## PARTS OF THE EXERCISE
**A.** In the subscription agreement excerpt, what date does the Confidential Private Placement Memorandum bear?
**B.** Reproduce the passage of the subscription agreement excerpt from "(b)   The Subscriber" to "REPRESENTATIONS AND WARRANTIES.".
**C.** According to the subscription agreement excerpt, on what does the Subscriber base the decision to invest? Explain in one to three sentences.

## TEXT SECTION

--- --- ---

SUBSCRIPTION IRREVOCABLE BY SUBSCRIBER BUT SUBJECT TO ACCEPTANCE OR REJECTION BY THE COMPANY.

 

(a)   Except as to Florida subscribers as  described above, this Subscription Agreement is not, and shall not be, revocable by Subscriber.

 

(b)   The Subscriber understands and agrees that: (i) this subscription shall not be binding upon the Company until accepted by the Company, (ii) the Company reserves the right to reject the Subscriber’s subscription for any reason or no reason, (iii) the Company may accept this subscription in whole or in part and (iv) the Company reserves the right, in its sole discretion, to accept subscriptions for a partial Unit from any subscriber in the Offering.  The Subscriber shall not have any recourse against the Company if the subscription is rejected in whole or in part.  If the subscription is rejected, the Company will promptly return to Subscriber, without deduction or interest, the rejected Subscription Price.

 

3.  

SUBSCRIBER’S REPRESENTATIONS AND WARRANTIES.

 

Subscriber hereby represents and warrants that:

 

(a)   Subscriber has received, has carefully read and understands the Confidential Private Placement Memorandum, dated August 7, 2008 and the Exhibits attached thereto  (the “Memorandum”), including without limitation the Form of Subordinated Note attached as Exhibit H to the Memorandum (“Form of Subordinated Note”) and Form of Articles of Amendment attached as Exhibit J to the Memorandum (“Form of Articles of Amendment”).  Subscriber has based his, her or its decision to invest on the information contained in the Memorandum, has not been furnished with any other offering literature or prospectus and has not received any representations or warranties from the Company, the officers or directors of the Company or any agent of any of the foregoing other than as set forth herein or in the Memorandum.

--- --- ---

## DATA SECTION
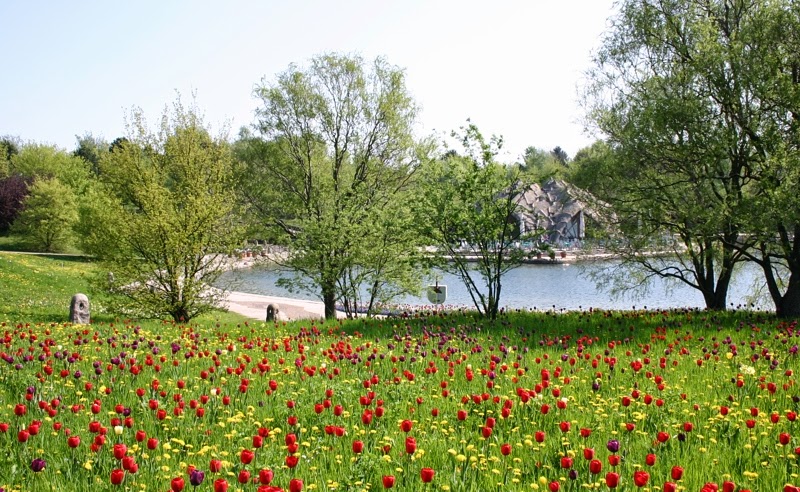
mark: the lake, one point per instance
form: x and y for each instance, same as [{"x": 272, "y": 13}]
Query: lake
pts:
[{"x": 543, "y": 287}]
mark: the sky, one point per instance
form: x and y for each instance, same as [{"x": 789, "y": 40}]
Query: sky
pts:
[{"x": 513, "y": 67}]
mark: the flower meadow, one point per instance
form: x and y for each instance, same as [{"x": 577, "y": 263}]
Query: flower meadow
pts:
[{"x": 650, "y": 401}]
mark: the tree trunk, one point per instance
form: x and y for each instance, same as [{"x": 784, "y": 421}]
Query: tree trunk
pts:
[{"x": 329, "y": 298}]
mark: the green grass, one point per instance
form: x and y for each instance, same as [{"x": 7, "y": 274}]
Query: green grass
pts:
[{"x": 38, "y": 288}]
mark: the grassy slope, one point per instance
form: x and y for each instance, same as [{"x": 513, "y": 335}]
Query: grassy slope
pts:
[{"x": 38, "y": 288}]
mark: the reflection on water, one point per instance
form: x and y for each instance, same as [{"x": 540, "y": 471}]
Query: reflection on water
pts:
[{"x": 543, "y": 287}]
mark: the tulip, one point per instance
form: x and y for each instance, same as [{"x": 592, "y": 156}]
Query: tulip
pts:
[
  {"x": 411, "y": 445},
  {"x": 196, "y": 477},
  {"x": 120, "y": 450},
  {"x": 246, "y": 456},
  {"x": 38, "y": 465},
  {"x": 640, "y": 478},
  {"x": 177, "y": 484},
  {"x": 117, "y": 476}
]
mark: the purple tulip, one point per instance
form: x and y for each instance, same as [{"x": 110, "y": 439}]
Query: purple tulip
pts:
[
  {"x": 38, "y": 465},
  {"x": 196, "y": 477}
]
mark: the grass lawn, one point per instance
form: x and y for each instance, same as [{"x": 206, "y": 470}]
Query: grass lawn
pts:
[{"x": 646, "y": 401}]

--- --- ---

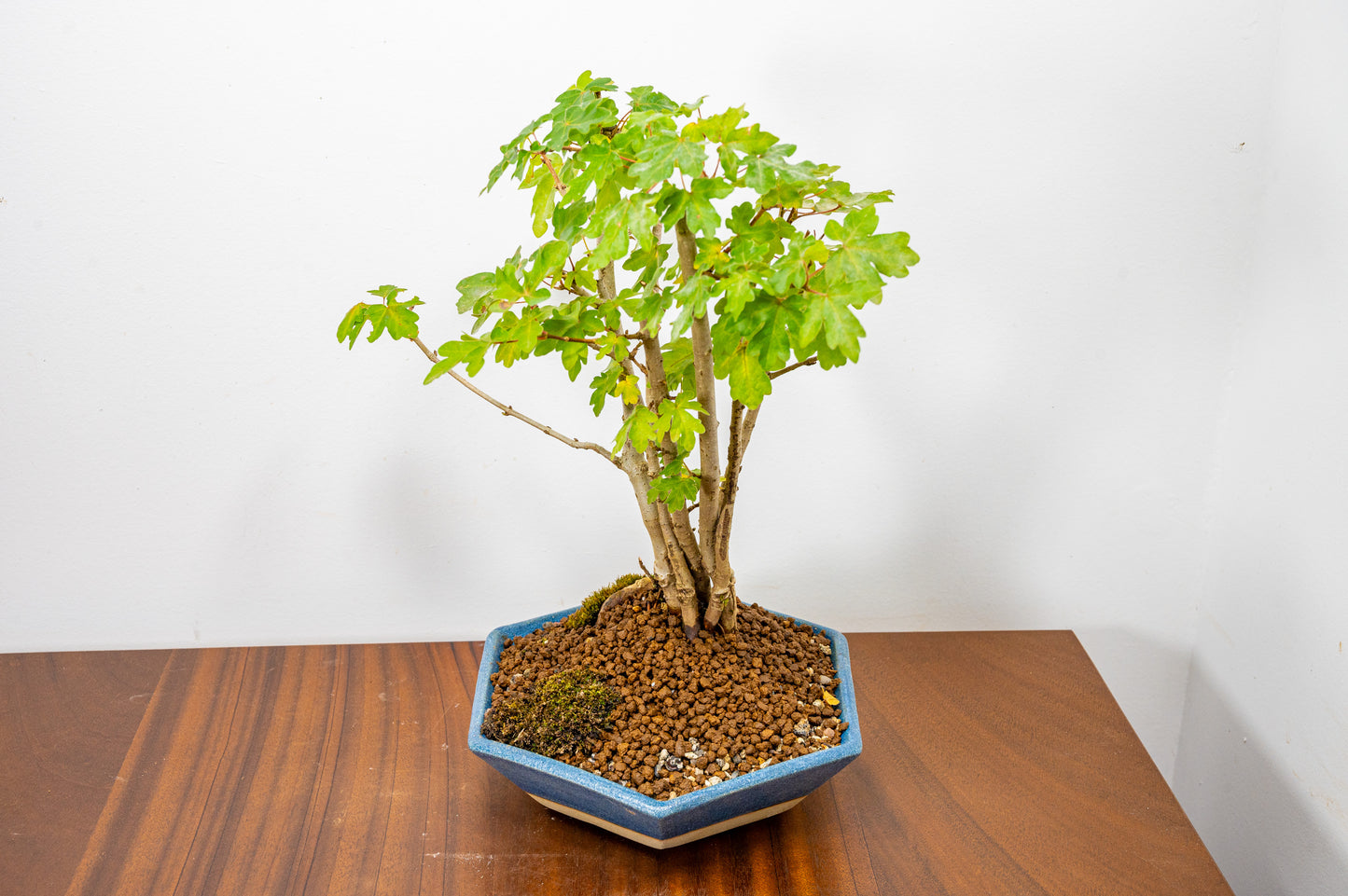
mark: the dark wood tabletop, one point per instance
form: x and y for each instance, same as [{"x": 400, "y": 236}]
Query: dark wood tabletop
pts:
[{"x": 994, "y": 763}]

--- --- ---

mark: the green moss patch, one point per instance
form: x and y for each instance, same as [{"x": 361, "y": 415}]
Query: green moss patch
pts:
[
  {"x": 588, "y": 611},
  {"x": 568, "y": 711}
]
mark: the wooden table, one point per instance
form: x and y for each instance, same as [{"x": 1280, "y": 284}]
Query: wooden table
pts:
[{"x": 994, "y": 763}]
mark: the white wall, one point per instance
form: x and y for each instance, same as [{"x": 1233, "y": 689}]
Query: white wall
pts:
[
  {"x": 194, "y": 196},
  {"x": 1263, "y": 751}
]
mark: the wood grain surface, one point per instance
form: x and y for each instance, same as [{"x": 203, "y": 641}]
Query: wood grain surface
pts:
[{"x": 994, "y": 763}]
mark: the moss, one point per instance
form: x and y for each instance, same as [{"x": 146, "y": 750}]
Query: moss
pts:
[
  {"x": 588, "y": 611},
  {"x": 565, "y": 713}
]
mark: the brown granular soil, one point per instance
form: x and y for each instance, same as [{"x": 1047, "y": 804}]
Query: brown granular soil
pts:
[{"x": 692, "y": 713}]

--- --- ---

## OUTPUTS BY TASK
**A.** August 7, 2008.

**B.**
(b)   The Subscriber understands and agrees that: (i) this subscription shall not be binding upon the Company until accepted by the Company, (ii) the Company reserves the right to reject the Subscriber’s subscription for any reason or no reason, (iii) the Company may accept this subscription in whole or in part and (iv) the Company reserves the right, in its sole discretion, to accept subscriptions for a partial Unit from any subscriber in the Offering.  The Subscriber shall not have any recourse against the Company if the subscription is rejected in whole or in part.  If the subscription is rejected, the Company will promptly return to Subscriber, without deduction or interest, the rejected Subscription Price.

 

3.  

SUBSCRIBER’S REPRESENTATIONS AND WARRANTIES.

**C.** The Subscriber bases the decision to invest on the information contained in the Memorandum. The Subscriber has not been furnished with any other offering literature or prospectus. The Subscriber also has not received any representations or warranties from the Company, its officers or directors, or their agents other than those set forth in the agreement or the Memorandum.